◆ INPUT FOR THIS TASK:

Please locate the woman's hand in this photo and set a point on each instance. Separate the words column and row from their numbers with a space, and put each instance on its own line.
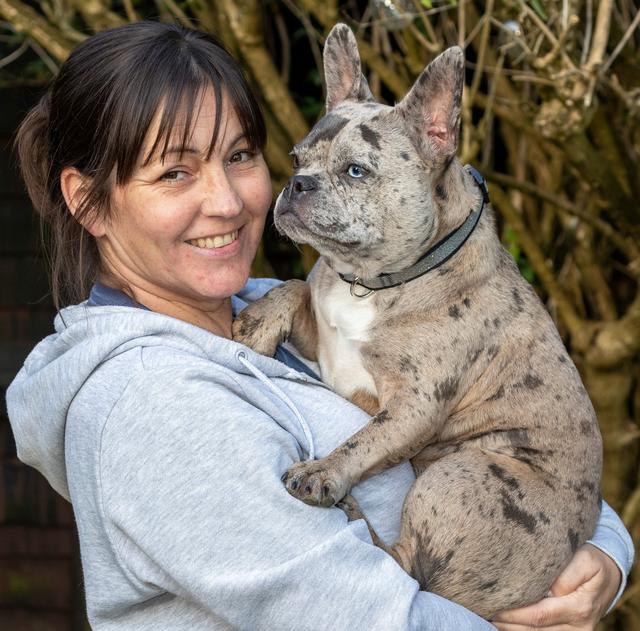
column 579, row 597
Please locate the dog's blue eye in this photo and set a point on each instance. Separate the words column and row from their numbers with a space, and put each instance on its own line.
column 355, row 171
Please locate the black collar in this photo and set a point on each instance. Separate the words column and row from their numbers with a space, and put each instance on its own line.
column 435, row 256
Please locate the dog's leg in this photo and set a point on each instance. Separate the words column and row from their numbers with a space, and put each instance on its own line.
column 449, row 523
column 396, row 433
column 283, row 313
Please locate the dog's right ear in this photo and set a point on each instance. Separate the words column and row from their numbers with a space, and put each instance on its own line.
column 342, row 69
column 431, row 110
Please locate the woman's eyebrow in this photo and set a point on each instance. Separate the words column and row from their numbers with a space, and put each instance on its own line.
column 180, row 150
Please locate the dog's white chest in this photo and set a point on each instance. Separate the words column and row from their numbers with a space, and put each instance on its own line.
column 344, row 323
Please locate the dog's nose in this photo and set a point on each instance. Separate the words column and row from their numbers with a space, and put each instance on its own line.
column 300, row 184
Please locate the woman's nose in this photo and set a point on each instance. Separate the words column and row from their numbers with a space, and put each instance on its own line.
column 219, row 195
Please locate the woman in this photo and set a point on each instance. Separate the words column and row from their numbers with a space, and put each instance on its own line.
column 169, row 438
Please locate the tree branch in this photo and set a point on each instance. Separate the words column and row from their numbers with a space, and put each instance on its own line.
column 25, row 20
column 537, row 260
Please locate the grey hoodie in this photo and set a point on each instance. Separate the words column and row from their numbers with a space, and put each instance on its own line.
column 170, row 443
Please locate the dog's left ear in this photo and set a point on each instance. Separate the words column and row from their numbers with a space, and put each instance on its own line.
column 342, row 68
column 431, row 109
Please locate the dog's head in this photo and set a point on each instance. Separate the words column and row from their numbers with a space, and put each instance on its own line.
column 367, row 186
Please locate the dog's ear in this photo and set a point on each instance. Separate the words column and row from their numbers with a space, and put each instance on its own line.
column 342, row 69
column 431, row 109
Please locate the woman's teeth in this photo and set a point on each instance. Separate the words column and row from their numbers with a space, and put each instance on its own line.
column 215, row 242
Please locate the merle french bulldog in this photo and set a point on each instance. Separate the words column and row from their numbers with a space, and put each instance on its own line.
column 416, row 313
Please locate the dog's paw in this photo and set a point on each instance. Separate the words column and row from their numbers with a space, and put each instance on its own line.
column 315, row 482
column 254, row 330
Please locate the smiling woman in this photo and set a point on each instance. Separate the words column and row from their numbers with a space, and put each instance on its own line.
column 182, row 232
column 138, row 107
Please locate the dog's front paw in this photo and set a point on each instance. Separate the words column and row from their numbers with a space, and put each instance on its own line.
column 315, row 482
column 256, row 331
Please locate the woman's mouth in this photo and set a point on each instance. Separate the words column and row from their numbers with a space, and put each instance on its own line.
column 214, row 242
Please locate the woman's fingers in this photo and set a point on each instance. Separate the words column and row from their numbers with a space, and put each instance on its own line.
column 579, row 597
column 556, row 613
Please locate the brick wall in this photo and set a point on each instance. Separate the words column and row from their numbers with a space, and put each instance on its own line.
column 40, row 579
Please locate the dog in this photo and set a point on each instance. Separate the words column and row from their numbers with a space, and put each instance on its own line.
column 416, row 313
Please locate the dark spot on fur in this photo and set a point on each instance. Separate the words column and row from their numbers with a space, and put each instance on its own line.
column 370, row 136
column 430, row 567
column 586, row 427
column 532, row 381
column 490, row 586
column 472, row 357
column 498, row 394
column 326, row 129
column 574, row 539
column 406, row 365
column 381, row 417
column 517, row 299
column 501, row 474
column 249, row 324
column 514, row 513
column 446, row 389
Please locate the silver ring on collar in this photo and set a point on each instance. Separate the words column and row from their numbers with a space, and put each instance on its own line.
column 356, row 283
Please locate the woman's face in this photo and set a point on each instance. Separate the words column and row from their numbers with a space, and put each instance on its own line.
column 187, row 228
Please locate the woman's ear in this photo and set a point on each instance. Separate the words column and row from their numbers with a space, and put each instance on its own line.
column 74, row 186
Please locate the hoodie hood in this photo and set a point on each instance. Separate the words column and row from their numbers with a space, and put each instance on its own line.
column 85, row 336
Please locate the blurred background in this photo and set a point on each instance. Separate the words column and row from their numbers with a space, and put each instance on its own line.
column 551, row 115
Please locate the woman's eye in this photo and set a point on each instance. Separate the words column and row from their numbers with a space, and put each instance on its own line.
column 174, row 176
column 355, row 171
column 241, row 156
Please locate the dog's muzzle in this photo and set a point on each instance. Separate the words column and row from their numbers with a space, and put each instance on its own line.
column 299, row 185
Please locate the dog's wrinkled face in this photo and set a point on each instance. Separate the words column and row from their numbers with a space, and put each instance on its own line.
column 367, row 184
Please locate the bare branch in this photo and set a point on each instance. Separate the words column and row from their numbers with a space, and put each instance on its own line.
column 538, row 261
column 25, row 20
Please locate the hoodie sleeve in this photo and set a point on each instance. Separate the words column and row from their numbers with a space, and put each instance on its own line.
column 192, row 499
column 613, row 539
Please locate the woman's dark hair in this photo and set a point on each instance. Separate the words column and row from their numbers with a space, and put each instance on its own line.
column 95, row 117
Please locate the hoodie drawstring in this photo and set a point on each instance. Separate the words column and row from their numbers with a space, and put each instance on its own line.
column 258, row 374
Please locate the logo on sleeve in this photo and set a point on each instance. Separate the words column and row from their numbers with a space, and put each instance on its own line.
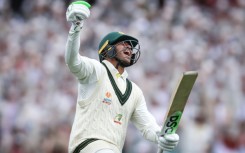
column 118, row 119
column 107, row 99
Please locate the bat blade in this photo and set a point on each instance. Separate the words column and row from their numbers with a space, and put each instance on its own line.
column 178, row 101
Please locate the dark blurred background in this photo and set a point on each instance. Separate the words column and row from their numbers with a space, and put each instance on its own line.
column 38, row 93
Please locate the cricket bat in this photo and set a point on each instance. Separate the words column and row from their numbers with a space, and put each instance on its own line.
column 177, row 103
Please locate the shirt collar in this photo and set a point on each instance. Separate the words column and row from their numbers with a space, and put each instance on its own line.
column 114, row 71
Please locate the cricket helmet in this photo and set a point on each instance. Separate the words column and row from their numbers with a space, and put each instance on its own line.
column 107, row 46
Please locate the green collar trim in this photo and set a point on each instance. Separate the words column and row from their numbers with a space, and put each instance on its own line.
column 121, row 97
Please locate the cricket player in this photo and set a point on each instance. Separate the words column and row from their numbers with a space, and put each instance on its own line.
column 107, row 100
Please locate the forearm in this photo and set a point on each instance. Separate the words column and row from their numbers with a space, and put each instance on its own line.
column 145, row 123
column 72, row 57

◆ TASK REQUIREMENTS: Without including any images, output the data exactly as given.

◆ ANSWER FOR THE TASK:
Please locate the woman's hand in this photo and set a point on each instance. Separate the words column and row from their numbers with a space, and put each instance on its own line.
column 579, row 597
Please locate the dog's blue eye in this photo and set a point on each instance. Separate the words column and row from their numbers with a space, and put each instance on its own line.
column 355, row 171
Please locate the black collar in this photo and set a point on each instance. Separate the words column and row from their numbers with a space, and put each instance on its own line.
column 435, row 256
Please locate the dog's leg in this photo and set a point on each instance. Separate the words column and row from their numbers with a space, and put each instance on its own line.
column 449, row 523
column 396, row 433
column 283, row 313
Please locate the dog's right ear in this photo and set a point on each instance. Separate the words column and row from their numbers with a space, and put each instance on its own line.
column 342, row 69
column 431, row 110
Please locate the woman's eyebrow in this photo and set a point on each instance. Separate the words column and row from their numbers with a space, and put each instance on its own line.
column 180, row 150
Please locate the dog's white chest in this photo and set a point on each instance. Separate the words column and row from their numbers with a space, and put each instance on its own line.
column 344, row 323
Please locate the dog's nose in this photo and set a point on each instance. Separate the words column and row from their numbers with a space, and put each instance on its own line.
column 300, row 184
Please locate the woman's nose in this photo and set a point on each instance. Separate the words column and row from their numbers with a space, and put each instance on its own line.
column 219, row 195
Please locate the woman in this photo and set a point on each instance. Separate the words column and row from their numbers with a space, and put each instance on its own line.
column 169, row 438
Please locate the tree branch in this photo and set a point on each instance. Separate the words column and row from their numbers with a space, and put each instance on its own line.
column 25, row 20
column 537, row 260
Please locate the grey hoodie in this photo and set a point on each instance. Separate the words column and row from their numbers with a space, and put each instance on its own line.
column 170, row 443
Please locate the dog's left ear in this photo and set a point on each instance. Separate the words column and row from their numbers with a space, and put each instance on its own line.
column 342, row 68
column 431, row 109
Please locate the dog's head in this photo and set a point on each instance. Separate the words column and row from their numbers with a space, and put each instance on its own line.
column 367, row 186
Please locate the dog's ear in this photo and set a point on each instance. Separate the words column and row from their numbers with a space, and put each instance on its own line.
column 342, row 69
column 431, row 109
Please locate the woman's teeth in this photo and set a point on each instance. Separate the words column and row from their numbers with a space, and put each instance on its own line.
column 215, row 242
Please locate the merle french bulldog in this photo and set a point on each instance. Separate the words column and row from their numbers with a space, and put each instance on its own line.
column 416, row 313
Please locate the dog's paw in this photo and set a point on each instance. Separate the words column and row from their numbers with a space, and put each instance on its own line.
column 315, row 482
column 254, row 330
Please locate the smiling woman in this photo and set a point on each instance. Separate the words column and row from their numbers with a space, and put each instance on its own line.
column 182, row 232
column 138, row 107
Please locate the dog's front paw in this photo and set a point on each instance. Separate the words column and row from their numbers with a space, and put each instance on its own line.
column 315, row 482
column 256, row 331
Please locate the woman's mouth in this photo and set a point on each instance. Separate the words column and row from their numbers with a space, and put each instance on its own line.
column 214, row 242
Please locate the woman's fingers in this photo and set a point on each instance. Separate the words column and row from their numbers with a space, and put each instance on its own line.
column 579, row 597
column 556, row 613
Please locate the brick wall in this photo and set a point on each instance. Separate the words column and row from their numbers with a space, and put each instance on its own line.
column 40, row 579
Please locate the dog in this photo and set a point on each instance. Separate the words column and row from their numbers with a space, and put each instance on its own line.
column 416, row 313
Please locate the dark spot on fur in this photo and set a point on each instance. Separate the words column and row from their numbers with a space, and put each instance on its own line.
column 370, row 136
column 430, row 567
column 586, row 427
column 532, row 381
column 490, row 586
column 472, row 357
column 498, row 394
column 326, row 129
column 574, row 539
column 406, row 365
column 381, row 417
column 517, row 299
column 501, row 474
column 249, row 324
column 514, row 513
column 446, row 389
Please locate the silver ring on collar in this photo and set a point on each instance. Separate the words column and row from their numbers with a space, and put each instance on its own line.
column 356, row 283
Please locate the woman's face in this photo and set a point on each instance. Separate the words column and row from their numbers with a space, and put each instance on its own line.
column 187, row 228
Please locate the woman's ear in this photo and set a point on each instance. Separate the words column and row from their numbers with a space, and put each instance on its own line.
column 74, row 186
Please locate the hoodie hood in this photo and set a point on each instance. Separate the words column and row from their numbers with a space, and put each instance on its own line.
column 85, row 336
Please locate the blurred background in this photo and set a point on each instance. Separate the words column and row from their numbers with a space, and put each instance on its own line.
column 551, row 115
Please locate the woman's eye in this photo and set a point on each instance. Separate the words column and row from their numbers with a space, and put each instance on its own line.
column 174, row 176
column 355, row 171
column 241, row 156
Please locate the dog's muzzle in this photo and set a point on each instance. Separate the words column and row from their numbers with a space, and put each instance on its own line.
column 299, row 185
Please locate the dog's wrinkled face in this photo and set a point on each instance. Separate the words column and row from their numbers with a space, and put each instance on its own line.
column 367, row 184
Please locate the bare branch in this photo and set a point on each instance. Separate the words column and row from their numbers with a space, and put each instance on its own line.
column 538, row 261
column 25, row 20
Please locate the hoodie sleeve in this photo and set a point on each instance. Separate the words column and row from their numbers with a space, and put each instance on its own line.
column 192, row 499
column 613, row 539
Please locate the woman's dark hair in this photo and set a point on each instance. Separate the words column and row from their numbers with a space, and put each instance on its own line.
column 95, row 117
Please locate the hoodie drawstring in this photo and set a point on each instance. Separate the words column and row from their numbers with a space, and put each instance on its own line.
column 258, row 374
Please locate the logo on sleeve in this photo and set a point on each instance. Separate the words column and row from their numbers with a space, and put each instance on its own line.
column 118, row 119
column 107, row 99
Please locate the bat blade in this photo and set a point on each instance. Separate the words column and row from their numbers with a space, and put each instance on its own line.
column 178, row 101
Please locate the dark blurred background in this photo and set a point on each instance. Separate the words column and row from their numbers with a space, and put each instance on its own line.
column 38, row 93
Please locate the cricket bat in this photo and set a point on each instance. Separate the words column and row from their numbers with a space, and put each instance on its own line.
column 177, row 103
Please locate the shirt collar in this photo and set a point on each instance. Separate the words column and row from their numbers with a space, and put each instance on its own line.
column 114, row 71
Please locate the cricket helmet in this photo and set a point on each instance. Separate the words column and row from their numbers with a space, and put each instance on its own line.
column 107, row 46
Please locate the green collar trim in this photo and set a point on each instance. Separate the words column and row from their numbers with a space, and put each instance on its own line.
column 121, row 97
Please locate the cricket player in this photo and set a point on each instance. Separate the words column and row from their numbers with a space, and put each instance on its own line.
column 107, row 100
Please locate the forearm in this photo and set a point on each instance. Separate the words column and row from their numbers with a space, and put each instance on its own line.
column 145, row 123
column 72, row 57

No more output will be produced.